=== Exercise ===
Copy exactly, and copy only, the lines from the one bearing "Can you see the white sedan?" through the final line of the records.

*** Opening Source records ***

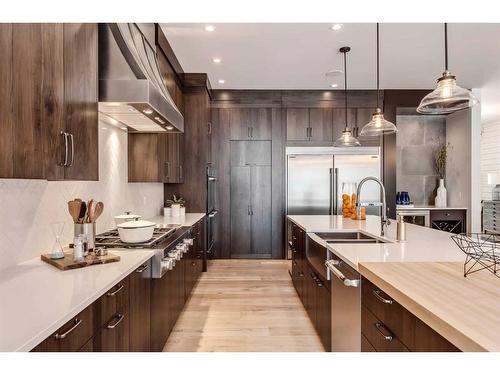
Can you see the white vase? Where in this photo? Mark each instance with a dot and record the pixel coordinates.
(441, 194)
(176, 210)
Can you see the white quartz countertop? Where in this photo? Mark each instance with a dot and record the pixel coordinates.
(423, 244)
(187, 220)
(37, 298)
(424, 208)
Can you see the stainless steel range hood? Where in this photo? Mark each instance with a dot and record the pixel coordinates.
(131, 88)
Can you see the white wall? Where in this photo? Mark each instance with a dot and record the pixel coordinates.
(27, 207)
(490, 155)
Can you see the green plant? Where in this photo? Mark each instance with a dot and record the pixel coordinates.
(440, 161)
(176, 200)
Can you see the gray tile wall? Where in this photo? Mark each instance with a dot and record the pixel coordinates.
(417, 141)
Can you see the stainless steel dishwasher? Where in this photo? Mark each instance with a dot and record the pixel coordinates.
(346, 305)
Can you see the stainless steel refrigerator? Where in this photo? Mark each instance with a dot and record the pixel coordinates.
(315, 177)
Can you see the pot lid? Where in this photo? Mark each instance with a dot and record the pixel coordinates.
(136, 224)
(128, 215)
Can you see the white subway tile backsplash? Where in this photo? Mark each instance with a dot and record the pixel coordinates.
(28, 207)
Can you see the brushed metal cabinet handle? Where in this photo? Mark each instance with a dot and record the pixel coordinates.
(142, 268)
(120, 318)
(72, 150)
(111, 294)
(384, 331)
(60, 336)
(377, 294)
(66, 149)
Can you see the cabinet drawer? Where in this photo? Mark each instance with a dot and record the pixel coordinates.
(71, 336)
(395, 317)
(378, 334)
(447, 215)
(113, 302)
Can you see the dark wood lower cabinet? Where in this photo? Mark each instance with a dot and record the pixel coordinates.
(140, 307)
(387, 326)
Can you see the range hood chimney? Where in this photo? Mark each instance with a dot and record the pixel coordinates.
(131, 88)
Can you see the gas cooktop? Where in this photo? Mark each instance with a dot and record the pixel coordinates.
(112, 238)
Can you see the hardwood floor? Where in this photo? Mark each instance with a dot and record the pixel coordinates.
(245, 306)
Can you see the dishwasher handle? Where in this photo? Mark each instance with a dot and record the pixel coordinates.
(331, 266)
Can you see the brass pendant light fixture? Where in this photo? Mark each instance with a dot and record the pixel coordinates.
(448, 97)
(346, 139)
(378, 125)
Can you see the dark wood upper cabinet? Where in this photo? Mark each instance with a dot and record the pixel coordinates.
(155, 157)
(320, 124)
(49, 101)
(251, 124)
(80, 100)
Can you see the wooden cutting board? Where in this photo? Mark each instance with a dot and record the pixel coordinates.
(67, 263)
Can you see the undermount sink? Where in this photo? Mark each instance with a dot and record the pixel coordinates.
(349, 237)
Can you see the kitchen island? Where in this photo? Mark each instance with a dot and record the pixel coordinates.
(423, 274)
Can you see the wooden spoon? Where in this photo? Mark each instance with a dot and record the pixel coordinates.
(74, 210)
(99, 207)
(90, 211)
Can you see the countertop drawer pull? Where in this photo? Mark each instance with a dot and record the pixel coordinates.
(330, 265)
(377, 293)
(142, 268)
(384, 331)
(111, 294)
(60, 336)
(120, 318)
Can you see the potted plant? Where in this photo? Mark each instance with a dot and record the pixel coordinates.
(177, 206)
(440, 166)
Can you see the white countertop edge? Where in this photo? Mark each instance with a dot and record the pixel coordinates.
(41, 336)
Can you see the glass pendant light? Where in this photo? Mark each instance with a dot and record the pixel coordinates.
(378, 125)
(448, 97)
(346, 139)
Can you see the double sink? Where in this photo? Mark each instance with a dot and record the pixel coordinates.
(349, 237)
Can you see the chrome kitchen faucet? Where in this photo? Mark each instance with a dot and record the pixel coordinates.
(384, 220)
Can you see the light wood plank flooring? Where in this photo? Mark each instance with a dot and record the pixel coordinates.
(244, 306)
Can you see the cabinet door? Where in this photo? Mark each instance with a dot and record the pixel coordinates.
(321, 124)
(6, 100)
(37, 95)
(173, 158)
(261, 211)
(140, 307)
(240, 212)
(144, 161)
(323, 314)
(80, 99)
(297, 124)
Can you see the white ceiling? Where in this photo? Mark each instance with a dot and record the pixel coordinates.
(297, 56)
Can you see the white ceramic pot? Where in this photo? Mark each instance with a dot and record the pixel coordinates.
(126, 217)
(176, 209)
(136, 231)
(441, 196)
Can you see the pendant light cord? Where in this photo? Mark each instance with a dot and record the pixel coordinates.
(446, 46)
(378, 69)
(345, 87)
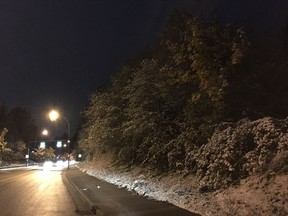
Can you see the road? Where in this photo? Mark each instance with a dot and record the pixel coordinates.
(34, 192)
(113, 201)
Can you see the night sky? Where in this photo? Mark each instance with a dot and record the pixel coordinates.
(54, 54)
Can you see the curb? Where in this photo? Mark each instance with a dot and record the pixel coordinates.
(83, 197)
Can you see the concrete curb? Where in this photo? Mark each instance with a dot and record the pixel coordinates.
(93, 208)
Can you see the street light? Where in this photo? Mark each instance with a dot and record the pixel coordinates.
(53, 116)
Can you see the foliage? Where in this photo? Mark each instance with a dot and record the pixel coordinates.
(186, 107)
(3, 144)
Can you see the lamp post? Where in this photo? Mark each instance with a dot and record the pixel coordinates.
(53, 116)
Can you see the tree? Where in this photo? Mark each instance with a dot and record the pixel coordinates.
(21, 125)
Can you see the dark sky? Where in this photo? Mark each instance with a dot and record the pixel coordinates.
(55, 53)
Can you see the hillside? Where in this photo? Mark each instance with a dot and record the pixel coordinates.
(242, 170)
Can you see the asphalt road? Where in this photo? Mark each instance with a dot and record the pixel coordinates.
(109, 200)
(34, 192)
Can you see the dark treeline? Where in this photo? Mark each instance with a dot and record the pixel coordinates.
(21, 132)
(167, 102)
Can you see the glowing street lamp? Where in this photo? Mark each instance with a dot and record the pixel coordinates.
(53, 116)
(45, 132)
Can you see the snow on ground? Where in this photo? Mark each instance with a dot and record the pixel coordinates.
(256, 195)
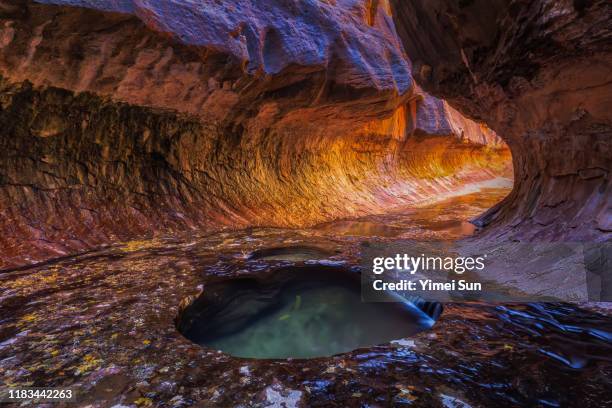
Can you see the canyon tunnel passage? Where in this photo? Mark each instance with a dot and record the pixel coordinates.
(143, 135)
(150, 150)
(539, 74)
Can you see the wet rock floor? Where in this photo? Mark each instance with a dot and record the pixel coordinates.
(104, 323)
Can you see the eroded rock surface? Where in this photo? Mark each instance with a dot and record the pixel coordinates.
(118, 125)
(539, 73)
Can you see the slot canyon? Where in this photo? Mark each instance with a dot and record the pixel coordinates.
(152, 149)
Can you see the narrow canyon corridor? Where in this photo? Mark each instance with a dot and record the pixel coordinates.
(189, 191)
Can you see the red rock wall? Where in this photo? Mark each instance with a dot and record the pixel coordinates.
(539, 73)
(112, 130)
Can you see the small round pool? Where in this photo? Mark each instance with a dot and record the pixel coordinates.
(295, 312)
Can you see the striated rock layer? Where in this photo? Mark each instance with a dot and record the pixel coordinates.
(540, 74)
(116, 126)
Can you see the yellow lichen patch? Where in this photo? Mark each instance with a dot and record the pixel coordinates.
(144, 402)
(132, 246)
(88, 363)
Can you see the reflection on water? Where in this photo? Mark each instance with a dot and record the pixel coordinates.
(105, 321)
(444, 220)
(305, 312)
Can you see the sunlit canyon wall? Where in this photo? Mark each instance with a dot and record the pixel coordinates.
(540, 74)
(140, 120)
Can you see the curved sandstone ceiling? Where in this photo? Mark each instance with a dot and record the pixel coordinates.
(127, 118)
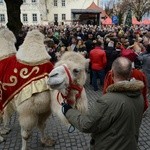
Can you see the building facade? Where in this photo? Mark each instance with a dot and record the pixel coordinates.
(60, 10)
(31, 12)
(34, 12)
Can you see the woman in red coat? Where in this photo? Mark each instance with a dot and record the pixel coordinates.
(138, 75)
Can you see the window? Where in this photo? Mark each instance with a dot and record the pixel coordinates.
(63, 3)
(2, 18)
(55, 17)
(33, 1)
(55, 3)
(25, 17)
(63, 16)
(34, 17)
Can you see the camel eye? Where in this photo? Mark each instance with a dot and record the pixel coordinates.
(76, 71)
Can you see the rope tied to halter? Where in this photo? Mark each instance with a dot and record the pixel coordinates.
(69, 89)
(65, 97)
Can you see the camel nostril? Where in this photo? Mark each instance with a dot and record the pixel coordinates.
(53, 75)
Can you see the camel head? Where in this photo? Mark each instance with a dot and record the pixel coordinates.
(7, 43)
(69, 77)
(33, 50)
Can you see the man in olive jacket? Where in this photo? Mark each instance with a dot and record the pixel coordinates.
(115, 119)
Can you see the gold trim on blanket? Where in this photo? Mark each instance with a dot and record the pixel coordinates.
(28, 90)
(33, 64)
(25, 74)
(13, 80)
(6, 56)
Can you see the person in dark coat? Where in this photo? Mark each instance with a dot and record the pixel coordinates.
(111, 55)
(114, 120)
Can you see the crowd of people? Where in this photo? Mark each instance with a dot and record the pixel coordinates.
(130, 42)
(118, 55)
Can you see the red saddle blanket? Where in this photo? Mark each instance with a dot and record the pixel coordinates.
(14, 76)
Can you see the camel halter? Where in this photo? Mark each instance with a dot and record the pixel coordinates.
(71, 87)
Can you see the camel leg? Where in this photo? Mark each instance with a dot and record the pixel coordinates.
(6, 119)
(47, 141)
(1, 139)
(27, 122)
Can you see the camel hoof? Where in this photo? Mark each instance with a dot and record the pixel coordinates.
(5, 131)
(48, 142)
(1, 139)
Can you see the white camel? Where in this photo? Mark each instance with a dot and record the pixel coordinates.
(67, 79)
(32, 97)
(7, 49)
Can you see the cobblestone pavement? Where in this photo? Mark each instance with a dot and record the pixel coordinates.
(59, 132)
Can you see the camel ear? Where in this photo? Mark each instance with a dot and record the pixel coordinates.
(76, 71)
(8, 35)
(87, 61)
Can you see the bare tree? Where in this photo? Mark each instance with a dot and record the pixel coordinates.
(140, 8)
(13, 13)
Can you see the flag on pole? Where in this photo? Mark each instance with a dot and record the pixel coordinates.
(128, 20)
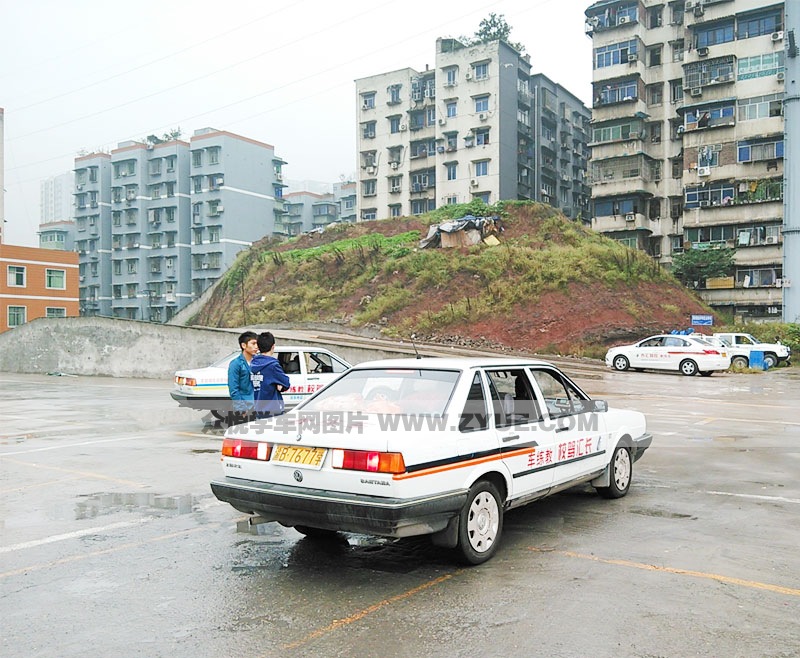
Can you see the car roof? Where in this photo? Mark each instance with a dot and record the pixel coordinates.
(453, 363)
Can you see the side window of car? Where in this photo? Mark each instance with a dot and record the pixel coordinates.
(475, 415)
(560, 397)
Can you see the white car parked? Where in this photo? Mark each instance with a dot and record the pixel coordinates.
(687, 354)
(309, 370)
(440, 447)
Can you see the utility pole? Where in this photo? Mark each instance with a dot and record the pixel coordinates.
(791, 166)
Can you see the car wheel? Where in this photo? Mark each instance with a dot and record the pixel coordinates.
(621, 472)
(480, 523)
(739, 362)
(620, 363)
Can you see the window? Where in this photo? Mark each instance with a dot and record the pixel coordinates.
(16, 316)
(721, 32)
(615, 53)
(760, 107)
(16, 276)
(56, 279)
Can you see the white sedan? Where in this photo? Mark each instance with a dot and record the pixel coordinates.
(439, 447)
(686, 354)
(309, 370)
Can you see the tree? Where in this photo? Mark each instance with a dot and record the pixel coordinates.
(694, 266)
(493, 28)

*** Closing Source records ***

=== Exercise answer ===
Can you see the white sedan? Where in this photo? Mark each instance with a dot and record the pixel coordinates.
(439, 447)
(686, 354)
(309, 370)
Can you see the tree? Where in this photo? Mark each instance with a dot and record the pixel coordinates.
(694, 266)
(493, 28)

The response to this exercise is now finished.